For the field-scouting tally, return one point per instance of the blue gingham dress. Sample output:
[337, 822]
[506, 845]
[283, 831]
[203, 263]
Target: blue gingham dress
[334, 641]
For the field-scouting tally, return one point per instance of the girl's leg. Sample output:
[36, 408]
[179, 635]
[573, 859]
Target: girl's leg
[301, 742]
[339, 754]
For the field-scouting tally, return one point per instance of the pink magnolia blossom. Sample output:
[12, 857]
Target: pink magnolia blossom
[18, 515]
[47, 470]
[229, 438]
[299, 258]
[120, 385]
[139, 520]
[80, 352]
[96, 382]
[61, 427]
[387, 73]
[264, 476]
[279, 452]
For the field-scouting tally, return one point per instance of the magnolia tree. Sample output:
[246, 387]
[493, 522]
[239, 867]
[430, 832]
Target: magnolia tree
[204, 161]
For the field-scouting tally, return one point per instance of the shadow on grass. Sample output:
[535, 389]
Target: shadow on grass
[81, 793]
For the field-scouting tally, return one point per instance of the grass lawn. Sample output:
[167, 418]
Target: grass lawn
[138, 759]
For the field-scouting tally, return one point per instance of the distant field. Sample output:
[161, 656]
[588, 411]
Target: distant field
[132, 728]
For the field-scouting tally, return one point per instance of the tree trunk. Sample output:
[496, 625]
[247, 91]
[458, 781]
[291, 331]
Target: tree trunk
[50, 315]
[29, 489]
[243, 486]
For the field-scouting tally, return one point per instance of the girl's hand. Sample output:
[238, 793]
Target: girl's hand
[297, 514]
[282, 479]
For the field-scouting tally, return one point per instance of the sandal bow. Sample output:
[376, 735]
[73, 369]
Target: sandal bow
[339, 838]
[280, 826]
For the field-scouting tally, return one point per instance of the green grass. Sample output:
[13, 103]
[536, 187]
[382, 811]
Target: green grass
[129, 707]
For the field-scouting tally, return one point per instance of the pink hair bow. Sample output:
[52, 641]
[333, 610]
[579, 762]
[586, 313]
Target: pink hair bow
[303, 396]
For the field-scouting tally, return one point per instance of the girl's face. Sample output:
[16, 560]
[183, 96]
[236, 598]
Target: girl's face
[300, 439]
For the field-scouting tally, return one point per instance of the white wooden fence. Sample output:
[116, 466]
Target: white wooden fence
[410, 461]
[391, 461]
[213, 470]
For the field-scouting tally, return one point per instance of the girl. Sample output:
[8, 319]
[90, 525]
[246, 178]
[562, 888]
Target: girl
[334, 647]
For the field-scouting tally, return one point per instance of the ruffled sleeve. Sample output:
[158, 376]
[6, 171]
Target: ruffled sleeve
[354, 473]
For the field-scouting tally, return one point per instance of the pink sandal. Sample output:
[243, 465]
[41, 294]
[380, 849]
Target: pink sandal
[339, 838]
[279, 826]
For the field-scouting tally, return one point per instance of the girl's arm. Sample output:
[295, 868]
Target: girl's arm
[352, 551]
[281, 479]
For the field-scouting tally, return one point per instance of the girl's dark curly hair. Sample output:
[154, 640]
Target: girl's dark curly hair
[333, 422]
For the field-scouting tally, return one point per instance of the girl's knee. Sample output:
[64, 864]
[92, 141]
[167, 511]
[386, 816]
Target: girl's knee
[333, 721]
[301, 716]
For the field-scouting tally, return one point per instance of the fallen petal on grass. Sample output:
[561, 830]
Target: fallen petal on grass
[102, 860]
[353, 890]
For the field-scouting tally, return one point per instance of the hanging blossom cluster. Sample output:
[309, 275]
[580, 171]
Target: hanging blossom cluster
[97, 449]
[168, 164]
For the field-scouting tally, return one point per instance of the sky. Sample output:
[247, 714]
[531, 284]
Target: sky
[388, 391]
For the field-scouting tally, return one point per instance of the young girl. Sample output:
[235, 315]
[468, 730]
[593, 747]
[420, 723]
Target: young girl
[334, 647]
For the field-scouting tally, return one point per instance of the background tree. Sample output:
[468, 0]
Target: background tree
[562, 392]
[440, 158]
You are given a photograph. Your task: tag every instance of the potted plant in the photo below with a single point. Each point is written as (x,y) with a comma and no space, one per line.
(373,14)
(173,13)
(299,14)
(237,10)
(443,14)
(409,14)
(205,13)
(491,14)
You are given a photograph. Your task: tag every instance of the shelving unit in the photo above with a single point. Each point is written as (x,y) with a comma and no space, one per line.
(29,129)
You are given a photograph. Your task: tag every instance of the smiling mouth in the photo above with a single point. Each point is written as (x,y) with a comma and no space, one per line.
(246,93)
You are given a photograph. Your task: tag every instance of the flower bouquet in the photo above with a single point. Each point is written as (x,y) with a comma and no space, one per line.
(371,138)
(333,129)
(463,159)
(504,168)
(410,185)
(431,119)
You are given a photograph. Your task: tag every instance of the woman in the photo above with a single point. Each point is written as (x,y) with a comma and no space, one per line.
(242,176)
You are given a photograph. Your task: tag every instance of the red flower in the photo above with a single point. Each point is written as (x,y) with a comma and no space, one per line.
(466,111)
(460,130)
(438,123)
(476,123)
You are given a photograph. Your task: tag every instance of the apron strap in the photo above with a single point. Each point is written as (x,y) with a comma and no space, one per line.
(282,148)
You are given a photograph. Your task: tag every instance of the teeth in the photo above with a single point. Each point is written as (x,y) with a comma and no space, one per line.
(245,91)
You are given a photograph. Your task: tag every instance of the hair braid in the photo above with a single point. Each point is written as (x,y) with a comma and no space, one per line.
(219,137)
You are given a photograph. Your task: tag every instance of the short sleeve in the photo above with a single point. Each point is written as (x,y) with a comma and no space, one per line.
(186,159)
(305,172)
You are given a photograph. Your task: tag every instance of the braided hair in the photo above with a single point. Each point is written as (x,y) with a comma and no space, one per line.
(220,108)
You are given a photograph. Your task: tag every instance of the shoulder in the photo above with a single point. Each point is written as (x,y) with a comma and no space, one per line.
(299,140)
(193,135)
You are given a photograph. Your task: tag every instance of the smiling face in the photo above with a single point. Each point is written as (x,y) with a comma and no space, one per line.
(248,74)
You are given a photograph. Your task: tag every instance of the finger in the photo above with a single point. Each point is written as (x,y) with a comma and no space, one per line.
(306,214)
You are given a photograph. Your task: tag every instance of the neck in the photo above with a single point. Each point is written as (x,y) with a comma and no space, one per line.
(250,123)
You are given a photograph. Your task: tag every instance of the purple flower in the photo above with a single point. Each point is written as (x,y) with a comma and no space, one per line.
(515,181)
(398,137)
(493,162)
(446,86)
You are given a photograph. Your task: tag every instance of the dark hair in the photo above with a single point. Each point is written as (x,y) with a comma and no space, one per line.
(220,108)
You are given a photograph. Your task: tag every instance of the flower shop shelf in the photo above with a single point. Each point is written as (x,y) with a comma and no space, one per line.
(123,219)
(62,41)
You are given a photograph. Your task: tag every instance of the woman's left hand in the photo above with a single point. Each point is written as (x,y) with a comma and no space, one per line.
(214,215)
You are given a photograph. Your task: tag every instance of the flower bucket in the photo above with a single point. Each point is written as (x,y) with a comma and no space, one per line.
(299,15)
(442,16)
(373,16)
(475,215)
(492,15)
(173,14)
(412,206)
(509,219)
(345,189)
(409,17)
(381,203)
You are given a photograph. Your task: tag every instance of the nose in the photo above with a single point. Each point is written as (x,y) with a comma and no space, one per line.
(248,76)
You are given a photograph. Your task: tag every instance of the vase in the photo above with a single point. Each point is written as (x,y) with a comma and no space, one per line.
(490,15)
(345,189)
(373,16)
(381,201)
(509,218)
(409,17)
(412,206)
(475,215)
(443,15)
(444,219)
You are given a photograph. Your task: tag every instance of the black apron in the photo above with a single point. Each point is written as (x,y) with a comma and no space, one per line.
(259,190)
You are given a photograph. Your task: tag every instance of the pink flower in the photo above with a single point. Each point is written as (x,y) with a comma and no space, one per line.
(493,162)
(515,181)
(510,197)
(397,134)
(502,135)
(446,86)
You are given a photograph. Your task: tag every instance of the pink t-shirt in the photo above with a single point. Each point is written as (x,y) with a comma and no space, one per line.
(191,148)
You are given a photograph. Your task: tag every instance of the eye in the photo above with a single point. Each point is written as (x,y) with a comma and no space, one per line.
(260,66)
----------
WHAT NEEDS TO BE DONE = Can you render the records from the line with "the pink flower" through the end of the records as a JSON list of strings, one string per line, with blank lines left out?

CORRECT ANSWER =
[
  "You are given a photograph. Your task: tag every instance of the pink flower in the photo above with a single point. Each point is written as (x,y) with a comma and no space, one per line.",
  "(493,162)",
  "(515,181)",
  "(510,197)",
  "(397,134)",
  "(502,135)",
  "(446,86)",
  "You are given a photograph. Your task: tag every instance of the pink t-shirt in the photo above with a single point. Each point is written as (x,y) with a comma and no space, one per line.",
  "(191,148)",
  "You are given a photograph. Your task: tag every instance of the eye in the photo above with a single point. Each point is written as (x,y) with a comma and no space, one per line.",
  "(260,66)"
]